● Job 1:
Copy the passage of the article on interactive voice stories word for word, everything from "You’ll probably get" down to "interactive story elements.".
● Job 2:
Repeat the records word for word, everything from the line containing "Detect foliage. Return" down to the last line of the records, with both ends included.

===== Text block =====

Recipe for a great #VoiceFirst interactive story

Florian Hollandt
#VoiceFirst Games
Published in
11 min readMar 4, 2018

After having tested and reviewed some amazing interactive story Skills, let’s wrap up the patterns and techniques you can use for your own voice game.

Wait, you haven’t ever produced an interactive story voice game!
What makes you think you can give advice?

Great point! I’m writing this article from a critic / analyst’s perspective. During the last weeks, I have consumed quite a number of interactive story games, and written detailed reviews about four exceptional ones.
In my analyses, I recognized patterns and techniques to increase the game’s engagement and/or retention, and some pitfalls that reduce the immersion — And now I want to share these insights with you!

You’ll probably get most out of this article if you’re an independent / hobby voice app developer and wonder how to implement your cool interactive story game idea, or a a game with strong interactive story elements.
If you’re a literature writer or someone who already produced a successful interactive story game, you’ve probably given many of the points listed here at least some thought already. Either way, I’d love to hear your opinion about what you think makes sense, where you disagree, and what might be missing.

Let’s get started!

Prerequisite: Some writing capacity

There’s no way around this: If you play to produce an interactive story game, you will need do get quite some authoring work done. Possible alternatives are external (freelance?) authors, crowdsourcing or using an interactive story from a different medium, but you will have less flexibility with these.
You should also have a bit of an idea a good plot, i.e. one solid storyline. You could do without a strong plot, if you offer a sufficiently fascinating environment to explore. I can’t give you any recommendations about which genre is particularly well-suited, but I would avoid introducing too many characters and concepts (because the player can’t easily turn back and read about who and what X was), and I’d personally wouldn’t do fan fiction because in order not to violate copyrights.

Defining the shape of the story graph

An interactive story consists of scenes, each of which begins and/or ends with a player interaction. If you imagine each scene as a node, with arrows connecting each pair of consecutive nodes, you get the story graph (or story network). Let’s call each path from the start node to a ‘happy end’ node one storyline.

===== Input data =====

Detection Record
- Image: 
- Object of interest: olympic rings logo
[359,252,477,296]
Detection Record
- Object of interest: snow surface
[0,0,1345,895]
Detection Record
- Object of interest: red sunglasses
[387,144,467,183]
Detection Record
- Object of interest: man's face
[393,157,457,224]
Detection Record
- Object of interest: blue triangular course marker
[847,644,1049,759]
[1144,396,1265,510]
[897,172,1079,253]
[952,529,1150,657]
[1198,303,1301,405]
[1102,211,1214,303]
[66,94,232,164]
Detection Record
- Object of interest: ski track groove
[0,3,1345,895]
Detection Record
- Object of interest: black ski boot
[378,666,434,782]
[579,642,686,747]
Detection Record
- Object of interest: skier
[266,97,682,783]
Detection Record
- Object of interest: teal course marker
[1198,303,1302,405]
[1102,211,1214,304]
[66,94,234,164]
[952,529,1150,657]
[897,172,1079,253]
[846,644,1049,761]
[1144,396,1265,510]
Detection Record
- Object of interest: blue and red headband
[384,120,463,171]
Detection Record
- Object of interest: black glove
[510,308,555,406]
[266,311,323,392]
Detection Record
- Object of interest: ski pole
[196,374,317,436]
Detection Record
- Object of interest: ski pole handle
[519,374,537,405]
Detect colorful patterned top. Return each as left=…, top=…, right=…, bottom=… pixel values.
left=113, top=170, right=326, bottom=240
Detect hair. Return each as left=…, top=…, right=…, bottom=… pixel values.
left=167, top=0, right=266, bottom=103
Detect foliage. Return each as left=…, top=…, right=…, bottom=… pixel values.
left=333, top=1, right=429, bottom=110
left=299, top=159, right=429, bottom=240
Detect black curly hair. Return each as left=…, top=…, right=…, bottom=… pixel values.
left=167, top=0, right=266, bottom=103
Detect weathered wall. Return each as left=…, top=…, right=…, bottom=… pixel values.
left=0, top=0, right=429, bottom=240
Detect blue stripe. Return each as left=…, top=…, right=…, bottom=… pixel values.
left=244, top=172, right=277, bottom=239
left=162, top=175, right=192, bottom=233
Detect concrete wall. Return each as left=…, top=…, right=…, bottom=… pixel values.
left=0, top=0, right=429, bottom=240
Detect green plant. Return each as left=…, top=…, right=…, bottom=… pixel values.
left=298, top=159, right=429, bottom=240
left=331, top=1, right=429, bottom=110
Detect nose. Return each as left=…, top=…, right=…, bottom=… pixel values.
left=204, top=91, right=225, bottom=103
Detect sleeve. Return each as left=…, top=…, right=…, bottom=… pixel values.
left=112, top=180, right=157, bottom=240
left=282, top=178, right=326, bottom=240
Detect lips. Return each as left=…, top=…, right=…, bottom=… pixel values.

=====

● Task result 1:
You’ll probably get most out of this article if you’re an independent / hobby voice app developer and wonder how to implement your cool interactive story game idea, or a a game with strong interactive story elements.

● Task result 2:
Detect foliage. Return each as left=…, top=…, right=…, bottom=… pixel values.
left=333, top=1, right=429, bottom=110
left=299, top=159, right=429, bottom=240
Detect black curly hair. Return each as left=…, top=…, right=…, bottom=… pixel values.
left=167, top=0, right=266, bottom=103
Detect weathered wall. Return each as left=…, top=…, right=…, bottom=… pixel values.
left=0, top=0, right=429, bottom=240
Detect blue stripe. Return each as left=…, top=…, right=…, bottom=… pixel values.
left=244, top=172, right=277, bottom=239
left=162, top=175, right=192, bottom=233
Detect concrete wall. Return each as left=…, top=…, right=…, bottom=… pixel values.
left=0, top=0, right=429, bottom=240
Detect green plant. Return each as left=…, top=…, right=…, bottom=… pixel values.
left=298, top=159, right=429, bottom=240
left=331, top=1, right=429, bottom=110
Detect nose. Return each as left=…, top=…, right=…, bottom=… pixel values.
left=204, top=91, right=225, bottom=103
Detect sleeve. Return each as left=…, top=…, right=…, bottom=… pixel values.
left=112, top=180, right=157, bottom=240
left=282, top=178, right=326, bottom=240
Detect lips. Return each as left=…, top=…, right=…, bottom=… pixel values.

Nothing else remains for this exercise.